Weightloss!
We hit a milestone today with Remy’s diet; he’s in the 16s now.
About 6 months ago, we took our cat Remy to the vet because of aimless fears stemming from some recent, atypical behavior. Whenever a cat changes their behavior, it’s something to pay attention to, and Remy had been acting oddly. While the vet did find any cause, the bloodwork came back with elevated triglicerides – highly elevated triglicerides. Like, 30x what they should be. The vet told us that, while he was not yet diabetic, he was pre-diabetic and if we didn’t do something about his weight, we could find ourselves caring for a diabetic cat.
At this point, I should point out that Baby (Remy) has always had an eating disorder. He has some form of IBS; when he was a kitten, whenever we fed him he’d blow up like a balloon, and then run around farting for the next hour or two. We were told to keep him on a novel protein diet, and it did greatly help; ever since, we’ve been feeding him whatever obscure meat we can find: rabbit, duck, venison, mutton. Chicken and turkey – the two most common proteins in cat food – still give him problems to this day.
Along with his alergies, Baby is one of those cats that don’t self-regulate their eating. At the time of that vet visit, he was 19.8 lbs. The vet wanted to see him at 11 lbs. We were prescribed diet food and a regime, and thus began our diet journey.
While the diet is far harder for Baby than it was for us, it’s still heartbreaking to have a cat following you around yowling, and trying to lead you to the food area. The vet suggested ½c of the diet food a day. His maintenance amount of that food was 1c. To us, this seemed unreasonable and extreme, so we compromised at ¾c.
Our first challenge was the feedings. You’re supposed to feed your cats once or twice a day. We can get away with that with Tissot and d’Artagnan, but Baby just gorges his food and almost immediately throws it up. So we had to dish it out in tablespoons several times throughout the day. There were two problems with this:
- Everyone loves the diet food. This means we have to hover over Remy, fending off d’Artagnan and Tissot, until he finishes eating.
- We are the food-givers. This means that Baby begs constantly, at all hours of the day.
The second point meant that we were not getting much sleep for a couple of weeks, as Baby would beg in ernest around midnight through 2 am. We couldn’t shut him out of the bedroom, because he scratches and bangs on the door, and it didn’t muffle his cries much in any case.
____
*Tasks to carry out*
1. In the post about Remy's diet, rewrite the passage from "While the diet" up to and including "he finishes eating.", changing "diet food" to "prescription food".
2. Answer these questions from the post about Remy's diet:
(a) What was Remy's weight at the time of the vet visit?
(b) Which two proteins still give Remy problems?
(c) How much diet food a day did the owners settle on as a compromise?
3. Go on with the post about Remy's diet from where it stops.
____
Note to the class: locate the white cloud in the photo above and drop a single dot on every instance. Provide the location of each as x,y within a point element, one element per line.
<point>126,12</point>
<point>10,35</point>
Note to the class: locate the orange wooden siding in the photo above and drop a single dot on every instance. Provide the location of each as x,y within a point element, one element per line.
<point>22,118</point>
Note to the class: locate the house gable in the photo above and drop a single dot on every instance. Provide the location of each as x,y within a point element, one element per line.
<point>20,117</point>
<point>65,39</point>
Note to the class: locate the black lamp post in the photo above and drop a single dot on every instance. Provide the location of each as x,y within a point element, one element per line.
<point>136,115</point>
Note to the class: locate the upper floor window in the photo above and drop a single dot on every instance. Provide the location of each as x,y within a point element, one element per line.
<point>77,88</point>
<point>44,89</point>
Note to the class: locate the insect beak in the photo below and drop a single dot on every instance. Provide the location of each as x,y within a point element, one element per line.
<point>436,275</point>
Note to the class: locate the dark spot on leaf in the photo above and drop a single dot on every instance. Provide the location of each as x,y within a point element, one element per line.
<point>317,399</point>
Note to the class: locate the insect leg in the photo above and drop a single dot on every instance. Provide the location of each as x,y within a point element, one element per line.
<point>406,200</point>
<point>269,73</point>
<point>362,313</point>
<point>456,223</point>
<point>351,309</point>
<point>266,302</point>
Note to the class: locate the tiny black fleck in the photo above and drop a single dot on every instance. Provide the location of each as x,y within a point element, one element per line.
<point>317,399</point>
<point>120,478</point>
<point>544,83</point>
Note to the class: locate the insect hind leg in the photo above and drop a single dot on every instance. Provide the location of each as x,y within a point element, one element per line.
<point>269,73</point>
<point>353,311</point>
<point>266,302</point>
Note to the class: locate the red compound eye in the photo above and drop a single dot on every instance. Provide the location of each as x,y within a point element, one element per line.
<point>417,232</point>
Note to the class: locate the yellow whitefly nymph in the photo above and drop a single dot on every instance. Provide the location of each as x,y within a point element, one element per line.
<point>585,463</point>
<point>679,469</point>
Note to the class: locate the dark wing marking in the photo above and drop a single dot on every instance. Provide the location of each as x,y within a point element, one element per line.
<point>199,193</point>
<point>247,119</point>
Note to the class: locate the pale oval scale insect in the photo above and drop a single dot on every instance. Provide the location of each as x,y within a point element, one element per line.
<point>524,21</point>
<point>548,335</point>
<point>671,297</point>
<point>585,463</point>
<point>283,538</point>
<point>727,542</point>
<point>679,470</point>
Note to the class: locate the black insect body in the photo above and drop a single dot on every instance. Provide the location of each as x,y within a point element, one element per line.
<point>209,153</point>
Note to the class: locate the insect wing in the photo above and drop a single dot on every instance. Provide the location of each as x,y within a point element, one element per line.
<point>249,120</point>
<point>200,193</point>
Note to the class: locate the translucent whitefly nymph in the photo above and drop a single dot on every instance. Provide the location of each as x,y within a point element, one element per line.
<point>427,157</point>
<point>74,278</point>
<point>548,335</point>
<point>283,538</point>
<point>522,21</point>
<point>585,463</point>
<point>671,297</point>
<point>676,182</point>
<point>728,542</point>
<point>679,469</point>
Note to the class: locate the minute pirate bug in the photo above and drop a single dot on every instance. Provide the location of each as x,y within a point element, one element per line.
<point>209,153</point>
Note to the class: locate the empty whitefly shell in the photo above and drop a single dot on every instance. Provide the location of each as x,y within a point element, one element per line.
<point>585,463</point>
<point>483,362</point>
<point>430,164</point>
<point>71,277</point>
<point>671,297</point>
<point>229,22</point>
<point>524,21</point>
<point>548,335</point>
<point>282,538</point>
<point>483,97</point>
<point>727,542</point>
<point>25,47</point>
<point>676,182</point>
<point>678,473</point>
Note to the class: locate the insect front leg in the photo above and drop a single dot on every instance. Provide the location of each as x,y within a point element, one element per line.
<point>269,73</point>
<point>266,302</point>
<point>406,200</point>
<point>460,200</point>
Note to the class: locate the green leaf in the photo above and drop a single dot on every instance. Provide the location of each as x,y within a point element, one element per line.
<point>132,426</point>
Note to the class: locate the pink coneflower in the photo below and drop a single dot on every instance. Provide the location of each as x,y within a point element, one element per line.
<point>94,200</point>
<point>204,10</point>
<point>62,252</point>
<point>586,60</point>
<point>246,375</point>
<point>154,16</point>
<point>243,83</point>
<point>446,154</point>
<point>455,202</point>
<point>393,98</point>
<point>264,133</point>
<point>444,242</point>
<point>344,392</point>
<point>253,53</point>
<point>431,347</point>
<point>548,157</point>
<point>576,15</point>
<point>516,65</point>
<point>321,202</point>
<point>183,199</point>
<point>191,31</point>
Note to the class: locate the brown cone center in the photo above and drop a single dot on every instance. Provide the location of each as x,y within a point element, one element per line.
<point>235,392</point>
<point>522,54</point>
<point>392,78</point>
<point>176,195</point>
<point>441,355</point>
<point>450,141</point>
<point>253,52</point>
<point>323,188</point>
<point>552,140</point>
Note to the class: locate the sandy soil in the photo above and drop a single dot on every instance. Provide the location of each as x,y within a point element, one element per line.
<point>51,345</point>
____
*Numbered responses*
1.
While the diet is far harder for Baby than it was for us, it’s still heartbreaking to have a cat following you around yowling, and trying to lead you to the food area. The vet suggested ½c of the prescription food a day. His maintenance amount of that food was 1c. To us, this seemed unreasonable and extreme, so we compromised at ¾c.
Our first challenge was the feedings. You’re supposed to feed your cats once or twice a day. We can get away with that with Tissot and d’Artagnan, but Baby just gorges his food and almost immediately throws it up. So we had to dish it out in tablespoons several times throughout the day. There were two problems with this:
- Everyone loves the prescription food. This means we have to hover over Remy, fending off d’Artagnan and Tissot, until he finishes eating.

2.
(a) 19.8 lbs.
(b) Chicken and turkey.
(c) ¾c.

3.
Relief came in the form of an automatic feeder, and really, if you’re a cat-parent trying to diet your cat, this is the key take-away. These feeders are a godsend:
- They measure out precise doses. With the nutrition information on the food bag, it’s easy to plan and program a diet based on calories
- Ours supports up to 6 feedings a day. This is ideal for Remy, as he doesn’t throw up the small portions
- It has drastically reduced the begging; we are not the source of his meals anymore, and while he’s not completely stupid and still knows we’re a source of food, the feeder is the reliable source.
- It’s very regular, and Baby is surprisingly good at telling the time. He has two aids in this: first is his own belly – he knows when it’s been about 4 hours since his last feeding. Second is a grandfather clock we have. He’s picked up this behavior around feeding time(s) where he’ll go sit in front of the clock and wait for it to chime through the hour. Then he goes over to the feeder and sits and stares fixedly at it until it coughs up the portion. He really only does this around feeding time; he ignores the other clock chimes. It’s a neat party trick.
This only works because we switched off the diet food. We can’t use the diet food, because his brothers would steal his meals… he’s not a dominant cat, and won’t fight the others for the food. Because the other boys have free access to the same food (up on the counter, onto which Baby is too fat to jump), they leave his feeder alone. I don’t know what we’ll do when Baby is skinny enough to be able to jump onto the counter and get to the free-choice food bowl, but that’s a problem I’ll be happy to have to solve.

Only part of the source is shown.